▶ **Assigned task**: Transcribe all of the entries, matching each one exactly.
----- Source material -----
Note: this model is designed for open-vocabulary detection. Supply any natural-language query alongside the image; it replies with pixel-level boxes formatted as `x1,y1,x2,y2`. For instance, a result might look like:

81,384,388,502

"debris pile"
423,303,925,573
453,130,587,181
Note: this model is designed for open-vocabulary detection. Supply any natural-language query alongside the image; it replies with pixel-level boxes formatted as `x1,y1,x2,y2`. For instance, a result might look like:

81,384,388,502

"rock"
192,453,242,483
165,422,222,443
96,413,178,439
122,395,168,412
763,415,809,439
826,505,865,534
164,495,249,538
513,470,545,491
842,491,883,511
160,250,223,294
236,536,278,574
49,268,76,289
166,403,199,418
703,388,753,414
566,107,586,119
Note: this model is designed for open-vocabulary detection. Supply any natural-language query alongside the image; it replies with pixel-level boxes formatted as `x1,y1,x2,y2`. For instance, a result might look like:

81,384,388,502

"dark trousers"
-----
▶ **Expected answer**:
Note: this model is designed for open-vocabulary detection. Supply any natural-language query alongside the image; it replies with pixel-level boxes formatted as `x1,y1,x2,y2`. For instance, a result might look like:

81,384,388,502

"debris pile"
423,303,925,573
453,130,587,181
Note: this model is designed for open-vocabulary detection. Supply any natural-language query alongside the image; it replies with pixel-level boxes formatted as `x1,y1,x2,y2`. For instance, a result might look like:

81,384,388,502

"rock"
192,453,242,483
165,422,222,443
96,413,178,439
122,395,168,412
763,415,809,439
826,505,865,534
164,495,249,538
513,470,545,491
842,491,883,511
160,250,223,294
236,536,278,574
49,268,76,289
166,403,199,418
703,388,753,414
566,107,586,119
Note: this model is designed for open-vocabulary detection. Supply any natural-language query alongside the image; it replies with pixel-level boxes formatted as `x1,y1,x2,y2`. For instance, a result might look like:

81,384,388,502

"dark trousers"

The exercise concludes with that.